Text for analysis:
Ideally, your teeth will last a lifetime, giving you a bright and happy smile for all of your days. However things do happen and sometimes teeth become damaged or diseased and may need repair or even replacing. One of the more common procedures used to address a damaged or infected tooth is a root canal. Root canals loom large in popular culture as one of the things people fear most about a trip to the dentist, due to their reputation as painful and invasive procedures. At one time that was true–root canals while necessary were painful and had a long recovery time. However, the techniques and materials used in root canals have come a long way over the last few decades and while not pleasant root canals are no longer dreadful for most patients. So, how do you tell if you need a root canal, and what will happen if you do? Let’s take a look.
What is a Root Canal?
A root canal is a dental procedure used to save a tooth that has become badly damaged, decayed, or infected. The problems may result from a cracked tooth, untreated cavities, or a lost filling, and leads to the infection or irritation of the interior pulp and nerves of the tooth. If the damage is extensive enough, the dentist may choose to perform a root canal.
The procedure for a root canal goes something like this: the damaged tooth is inspected and anesthetized. Then the dentist removes the damaged pulp and nerve from the interior of the tooth, eliminating the source of infection and pain. This has no effect on the tooth’s function. The interior space of the tooth is then filled with a rubbery substance called gutta percha, and a crown is installed and the tooth is sealed. After a bit of recover–typically no more than a few days–the tooth functions normally and regular activities may resume.

Tasks to complete:
#1 List the problems that the root canal passage names as possible causes of a badly damaged, decayed, or infected tooth.
#2 Write the next part of the root canal passage, picking up after its final sentence.

Stored items:
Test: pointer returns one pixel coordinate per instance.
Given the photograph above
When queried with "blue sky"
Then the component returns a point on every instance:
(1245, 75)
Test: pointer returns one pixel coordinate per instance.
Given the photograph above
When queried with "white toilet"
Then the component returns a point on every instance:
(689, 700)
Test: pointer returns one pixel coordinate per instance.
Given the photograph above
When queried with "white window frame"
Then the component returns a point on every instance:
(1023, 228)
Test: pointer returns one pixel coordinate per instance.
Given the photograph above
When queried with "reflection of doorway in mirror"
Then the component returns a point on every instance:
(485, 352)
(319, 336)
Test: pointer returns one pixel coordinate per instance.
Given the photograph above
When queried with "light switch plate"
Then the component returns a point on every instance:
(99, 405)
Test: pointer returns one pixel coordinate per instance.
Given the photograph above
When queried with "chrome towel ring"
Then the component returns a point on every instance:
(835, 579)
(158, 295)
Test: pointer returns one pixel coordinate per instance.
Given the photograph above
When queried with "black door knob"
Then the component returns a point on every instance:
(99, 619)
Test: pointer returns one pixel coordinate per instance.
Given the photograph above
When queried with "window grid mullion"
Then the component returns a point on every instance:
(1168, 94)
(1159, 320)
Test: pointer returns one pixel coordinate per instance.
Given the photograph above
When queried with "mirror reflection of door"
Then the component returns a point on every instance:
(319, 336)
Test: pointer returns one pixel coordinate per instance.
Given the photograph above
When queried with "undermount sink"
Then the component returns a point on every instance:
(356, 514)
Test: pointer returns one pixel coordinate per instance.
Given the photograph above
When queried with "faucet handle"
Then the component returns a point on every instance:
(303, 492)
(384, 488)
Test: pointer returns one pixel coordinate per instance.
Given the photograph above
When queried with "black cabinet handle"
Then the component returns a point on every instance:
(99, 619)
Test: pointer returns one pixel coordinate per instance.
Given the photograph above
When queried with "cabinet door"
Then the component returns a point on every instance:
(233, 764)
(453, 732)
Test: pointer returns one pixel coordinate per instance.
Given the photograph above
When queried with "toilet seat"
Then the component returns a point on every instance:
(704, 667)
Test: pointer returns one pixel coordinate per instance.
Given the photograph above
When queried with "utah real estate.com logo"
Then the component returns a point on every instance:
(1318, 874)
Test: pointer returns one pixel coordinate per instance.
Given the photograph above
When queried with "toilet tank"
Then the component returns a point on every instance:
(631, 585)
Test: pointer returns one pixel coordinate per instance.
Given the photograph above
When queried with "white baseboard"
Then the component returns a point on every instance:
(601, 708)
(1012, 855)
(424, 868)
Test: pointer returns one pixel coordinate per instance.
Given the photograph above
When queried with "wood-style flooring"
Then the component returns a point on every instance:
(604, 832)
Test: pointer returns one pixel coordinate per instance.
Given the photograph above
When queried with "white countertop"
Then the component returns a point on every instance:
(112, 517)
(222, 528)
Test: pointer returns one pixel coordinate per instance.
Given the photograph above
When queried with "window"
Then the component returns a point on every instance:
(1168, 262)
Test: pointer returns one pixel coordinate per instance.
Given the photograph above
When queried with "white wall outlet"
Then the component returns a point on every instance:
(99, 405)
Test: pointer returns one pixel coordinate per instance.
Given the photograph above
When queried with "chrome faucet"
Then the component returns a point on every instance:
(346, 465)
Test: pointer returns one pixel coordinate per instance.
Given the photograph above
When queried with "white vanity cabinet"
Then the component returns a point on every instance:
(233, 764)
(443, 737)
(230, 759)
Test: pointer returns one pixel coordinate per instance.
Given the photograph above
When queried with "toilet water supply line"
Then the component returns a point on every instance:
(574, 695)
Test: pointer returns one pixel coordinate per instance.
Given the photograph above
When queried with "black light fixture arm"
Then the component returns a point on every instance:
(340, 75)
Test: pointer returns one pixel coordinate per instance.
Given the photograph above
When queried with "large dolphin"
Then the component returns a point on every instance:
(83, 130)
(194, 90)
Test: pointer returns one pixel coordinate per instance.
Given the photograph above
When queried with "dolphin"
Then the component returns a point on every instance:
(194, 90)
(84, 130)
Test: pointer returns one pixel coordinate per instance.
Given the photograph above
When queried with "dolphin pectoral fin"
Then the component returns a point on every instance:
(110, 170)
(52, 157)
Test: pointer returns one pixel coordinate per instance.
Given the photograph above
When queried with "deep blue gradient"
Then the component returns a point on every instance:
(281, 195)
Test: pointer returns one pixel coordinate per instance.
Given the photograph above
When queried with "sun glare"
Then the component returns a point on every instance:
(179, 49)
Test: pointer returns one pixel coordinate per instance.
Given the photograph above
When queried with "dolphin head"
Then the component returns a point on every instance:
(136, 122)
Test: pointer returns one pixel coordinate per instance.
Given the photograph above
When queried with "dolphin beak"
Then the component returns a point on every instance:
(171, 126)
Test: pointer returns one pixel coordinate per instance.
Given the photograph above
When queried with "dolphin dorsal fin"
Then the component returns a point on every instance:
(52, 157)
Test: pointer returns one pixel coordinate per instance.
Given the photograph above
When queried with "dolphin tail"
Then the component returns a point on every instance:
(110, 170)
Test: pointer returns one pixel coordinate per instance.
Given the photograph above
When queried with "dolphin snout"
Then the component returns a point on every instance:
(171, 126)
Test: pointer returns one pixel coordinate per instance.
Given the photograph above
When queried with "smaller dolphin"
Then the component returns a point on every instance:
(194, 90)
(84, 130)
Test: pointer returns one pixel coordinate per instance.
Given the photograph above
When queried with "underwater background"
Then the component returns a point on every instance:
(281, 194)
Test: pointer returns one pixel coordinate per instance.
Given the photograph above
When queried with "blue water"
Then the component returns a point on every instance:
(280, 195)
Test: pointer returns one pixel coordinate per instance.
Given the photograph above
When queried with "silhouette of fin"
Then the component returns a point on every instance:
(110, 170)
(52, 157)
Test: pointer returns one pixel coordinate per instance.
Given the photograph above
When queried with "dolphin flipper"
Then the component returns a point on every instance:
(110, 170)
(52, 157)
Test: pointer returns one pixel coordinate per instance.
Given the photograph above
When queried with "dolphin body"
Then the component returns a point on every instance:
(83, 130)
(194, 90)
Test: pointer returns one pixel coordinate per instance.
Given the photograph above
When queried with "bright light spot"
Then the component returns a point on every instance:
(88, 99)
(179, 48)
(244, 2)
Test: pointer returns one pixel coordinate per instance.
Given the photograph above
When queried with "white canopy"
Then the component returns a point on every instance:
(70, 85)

Per-task outputs:
#1 A cracked tooth, untreated cavities, and a lost filling.

#2
Root canals have a reputation for being painful, but for most patients the discomfort is about on par with having a filling put in. This has to do with better tools and techniques and better anesthetics developed over the last several decades. Your dentist can explain which ones they’ll be using and can answer questions about your individual situation.
Do I Need a Root Canal?
So how do you know if you need a root canal, now that we know what one is? There are a number of signs that something might be wrong and that the damage might warrant a root canal. The number one sign is tooth pain, which may range from mild to severe and may come and go throughout the day. However, there are some other symptoms to be aware of. If you experience any of the following, you should contact your dentist immediately.
- Persistent tooth sensitivity, especially to heat or cold
- Sharp pain when chewing or biting
- Pimples on your gums
- Chipped or cracked teeth
- Swollen or painful gums
- Deep decay or darkened gums
These are all signs of a potentially serious problem that may require a root canal or other treatment. We can perform an exam and tell you for sure what’s going on and then advise a course of action.
So in conclusion, root canals are a common dental procedure to address serious problems with a tooth. They’re nothing to be scared of–just another technique your dentist has to help your teeth and gums stay healthy for a lifetime.